[PROBLEM TO WORK ON]
Report every line of the records below that includes the string "stripe".

Image-backed grounding data

──────

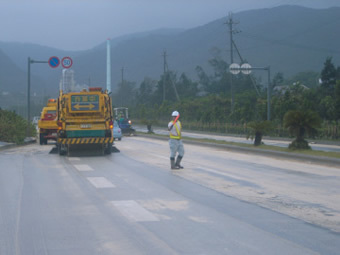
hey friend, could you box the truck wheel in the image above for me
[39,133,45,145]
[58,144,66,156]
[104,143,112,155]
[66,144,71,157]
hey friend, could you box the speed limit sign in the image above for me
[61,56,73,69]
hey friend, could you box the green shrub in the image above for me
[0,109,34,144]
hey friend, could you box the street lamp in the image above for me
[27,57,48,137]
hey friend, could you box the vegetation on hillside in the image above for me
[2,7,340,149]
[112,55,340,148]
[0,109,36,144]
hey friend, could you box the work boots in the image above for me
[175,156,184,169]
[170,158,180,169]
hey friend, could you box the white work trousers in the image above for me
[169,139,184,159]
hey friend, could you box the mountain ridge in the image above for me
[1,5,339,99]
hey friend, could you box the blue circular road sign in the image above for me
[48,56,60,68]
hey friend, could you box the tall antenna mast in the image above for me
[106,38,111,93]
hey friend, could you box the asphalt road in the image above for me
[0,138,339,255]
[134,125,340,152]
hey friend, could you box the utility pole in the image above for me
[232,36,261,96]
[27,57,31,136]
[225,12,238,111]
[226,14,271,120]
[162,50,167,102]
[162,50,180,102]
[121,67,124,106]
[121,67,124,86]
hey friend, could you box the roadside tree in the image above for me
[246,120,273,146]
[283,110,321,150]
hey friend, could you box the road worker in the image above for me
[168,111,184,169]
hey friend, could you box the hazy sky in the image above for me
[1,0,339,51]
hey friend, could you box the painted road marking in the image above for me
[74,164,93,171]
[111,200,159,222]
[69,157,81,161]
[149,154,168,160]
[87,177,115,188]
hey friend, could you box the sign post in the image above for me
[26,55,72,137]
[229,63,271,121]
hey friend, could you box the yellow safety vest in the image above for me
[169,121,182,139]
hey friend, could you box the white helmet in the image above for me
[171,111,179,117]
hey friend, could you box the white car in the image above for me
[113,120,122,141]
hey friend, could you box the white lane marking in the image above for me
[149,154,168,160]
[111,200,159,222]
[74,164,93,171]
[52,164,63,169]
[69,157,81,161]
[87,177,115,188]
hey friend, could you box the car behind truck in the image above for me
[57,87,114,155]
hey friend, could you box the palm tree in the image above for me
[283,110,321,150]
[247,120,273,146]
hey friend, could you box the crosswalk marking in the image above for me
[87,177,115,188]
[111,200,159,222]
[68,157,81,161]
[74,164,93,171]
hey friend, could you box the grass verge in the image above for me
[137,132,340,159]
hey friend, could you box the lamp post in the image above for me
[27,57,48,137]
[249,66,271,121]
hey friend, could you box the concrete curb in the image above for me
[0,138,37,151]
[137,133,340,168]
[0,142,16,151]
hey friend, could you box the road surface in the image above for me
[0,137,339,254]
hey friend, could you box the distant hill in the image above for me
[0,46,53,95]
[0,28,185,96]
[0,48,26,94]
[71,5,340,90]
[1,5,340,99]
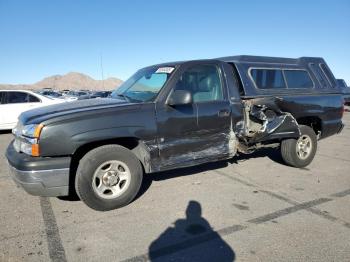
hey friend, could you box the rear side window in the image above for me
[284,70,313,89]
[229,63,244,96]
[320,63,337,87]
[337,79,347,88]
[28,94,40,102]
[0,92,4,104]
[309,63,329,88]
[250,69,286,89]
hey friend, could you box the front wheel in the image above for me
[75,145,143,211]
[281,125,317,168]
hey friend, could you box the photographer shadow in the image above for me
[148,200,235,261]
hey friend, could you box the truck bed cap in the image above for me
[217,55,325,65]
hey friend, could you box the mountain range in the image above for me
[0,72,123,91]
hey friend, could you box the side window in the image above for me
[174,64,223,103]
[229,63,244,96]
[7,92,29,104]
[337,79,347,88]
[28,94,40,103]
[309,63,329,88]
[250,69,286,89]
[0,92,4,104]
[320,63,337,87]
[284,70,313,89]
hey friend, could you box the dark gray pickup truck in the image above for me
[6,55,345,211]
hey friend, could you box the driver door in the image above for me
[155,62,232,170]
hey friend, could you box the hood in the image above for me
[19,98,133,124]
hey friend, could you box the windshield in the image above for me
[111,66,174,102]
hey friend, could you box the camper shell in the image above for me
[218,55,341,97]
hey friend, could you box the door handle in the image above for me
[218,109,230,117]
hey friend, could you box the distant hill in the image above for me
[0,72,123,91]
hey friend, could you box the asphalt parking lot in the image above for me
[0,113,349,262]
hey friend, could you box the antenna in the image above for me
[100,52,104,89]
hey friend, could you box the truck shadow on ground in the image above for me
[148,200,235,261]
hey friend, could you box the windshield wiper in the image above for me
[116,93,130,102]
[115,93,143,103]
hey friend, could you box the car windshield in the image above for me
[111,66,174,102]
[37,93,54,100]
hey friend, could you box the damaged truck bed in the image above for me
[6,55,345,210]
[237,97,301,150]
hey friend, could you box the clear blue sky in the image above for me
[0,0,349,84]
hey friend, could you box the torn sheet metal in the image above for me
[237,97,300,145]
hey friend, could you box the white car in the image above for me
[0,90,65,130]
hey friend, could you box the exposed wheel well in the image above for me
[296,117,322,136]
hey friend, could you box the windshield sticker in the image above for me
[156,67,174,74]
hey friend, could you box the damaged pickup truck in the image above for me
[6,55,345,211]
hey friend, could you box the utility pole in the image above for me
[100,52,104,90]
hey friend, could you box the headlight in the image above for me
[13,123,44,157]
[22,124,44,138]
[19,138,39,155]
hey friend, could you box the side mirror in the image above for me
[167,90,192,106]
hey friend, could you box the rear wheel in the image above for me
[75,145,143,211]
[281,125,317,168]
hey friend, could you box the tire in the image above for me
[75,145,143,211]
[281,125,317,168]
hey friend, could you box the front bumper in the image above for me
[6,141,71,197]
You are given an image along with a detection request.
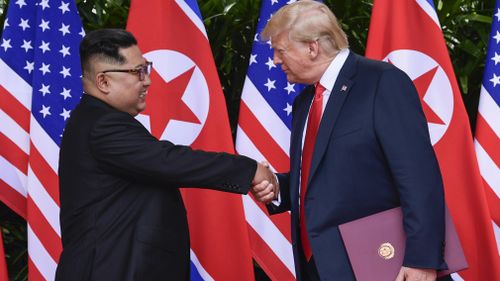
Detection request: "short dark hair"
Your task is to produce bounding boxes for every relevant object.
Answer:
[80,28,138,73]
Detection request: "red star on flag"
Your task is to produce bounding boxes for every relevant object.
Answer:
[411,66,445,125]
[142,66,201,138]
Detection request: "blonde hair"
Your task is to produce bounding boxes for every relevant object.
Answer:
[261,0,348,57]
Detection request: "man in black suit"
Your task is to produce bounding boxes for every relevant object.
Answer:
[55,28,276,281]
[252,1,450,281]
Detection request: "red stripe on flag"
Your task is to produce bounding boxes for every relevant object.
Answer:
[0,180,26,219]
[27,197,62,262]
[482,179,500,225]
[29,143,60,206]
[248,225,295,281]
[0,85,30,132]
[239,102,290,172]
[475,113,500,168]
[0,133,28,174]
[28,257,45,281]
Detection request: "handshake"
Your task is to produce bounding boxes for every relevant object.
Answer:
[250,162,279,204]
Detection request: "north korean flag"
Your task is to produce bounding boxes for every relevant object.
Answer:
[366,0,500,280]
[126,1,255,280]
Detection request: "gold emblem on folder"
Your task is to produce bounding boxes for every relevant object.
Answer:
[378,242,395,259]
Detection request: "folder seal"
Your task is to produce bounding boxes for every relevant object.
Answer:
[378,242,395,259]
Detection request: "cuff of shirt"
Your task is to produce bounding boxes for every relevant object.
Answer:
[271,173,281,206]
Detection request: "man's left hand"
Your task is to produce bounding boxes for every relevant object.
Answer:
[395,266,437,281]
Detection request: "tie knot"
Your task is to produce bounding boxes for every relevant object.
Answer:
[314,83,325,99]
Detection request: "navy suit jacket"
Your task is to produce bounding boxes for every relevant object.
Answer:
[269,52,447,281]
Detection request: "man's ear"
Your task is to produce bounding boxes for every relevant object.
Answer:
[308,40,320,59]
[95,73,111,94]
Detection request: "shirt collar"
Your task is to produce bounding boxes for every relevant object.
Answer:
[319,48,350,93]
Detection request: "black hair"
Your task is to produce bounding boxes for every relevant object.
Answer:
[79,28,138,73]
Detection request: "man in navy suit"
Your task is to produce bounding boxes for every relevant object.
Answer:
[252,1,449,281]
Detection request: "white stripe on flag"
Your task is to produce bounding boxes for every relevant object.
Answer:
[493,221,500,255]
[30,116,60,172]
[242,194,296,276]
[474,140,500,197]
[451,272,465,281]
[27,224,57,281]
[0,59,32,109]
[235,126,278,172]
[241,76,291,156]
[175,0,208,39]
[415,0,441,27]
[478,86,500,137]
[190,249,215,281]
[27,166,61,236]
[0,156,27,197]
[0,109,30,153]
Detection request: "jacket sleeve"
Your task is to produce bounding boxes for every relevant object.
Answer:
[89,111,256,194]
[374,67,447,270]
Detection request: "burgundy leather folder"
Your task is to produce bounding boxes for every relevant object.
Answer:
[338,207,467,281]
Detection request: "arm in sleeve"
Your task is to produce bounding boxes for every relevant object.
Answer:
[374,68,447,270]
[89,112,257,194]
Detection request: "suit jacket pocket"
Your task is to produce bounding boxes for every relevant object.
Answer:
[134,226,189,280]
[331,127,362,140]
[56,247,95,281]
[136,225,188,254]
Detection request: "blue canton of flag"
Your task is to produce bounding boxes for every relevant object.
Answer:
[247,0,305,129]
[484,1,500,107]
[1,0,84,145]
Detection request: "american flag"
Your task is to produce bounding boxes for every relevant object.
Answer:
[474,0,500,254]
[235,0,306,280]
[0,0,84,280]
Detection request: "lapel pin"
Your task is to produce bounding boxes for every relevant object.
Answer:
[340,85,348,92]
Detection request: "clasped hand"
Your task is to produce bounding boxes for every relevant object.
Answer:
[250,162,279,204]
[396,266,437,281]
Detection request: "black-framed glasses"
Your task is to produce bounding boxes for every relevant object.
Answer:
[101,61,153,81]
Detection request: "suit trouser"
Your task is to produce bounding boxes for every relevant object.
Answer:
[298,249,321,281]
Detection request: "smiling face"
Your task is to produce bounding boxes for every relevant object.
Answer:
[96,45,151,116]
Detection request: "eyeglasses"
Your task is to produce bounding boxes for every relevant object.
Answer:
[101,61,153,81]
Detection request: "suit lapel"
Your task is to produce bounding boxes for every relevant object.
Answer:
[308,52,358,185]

──────

[REPLY]
Detection request: "red stripe on flag"
Detection request: "white stripe on flag"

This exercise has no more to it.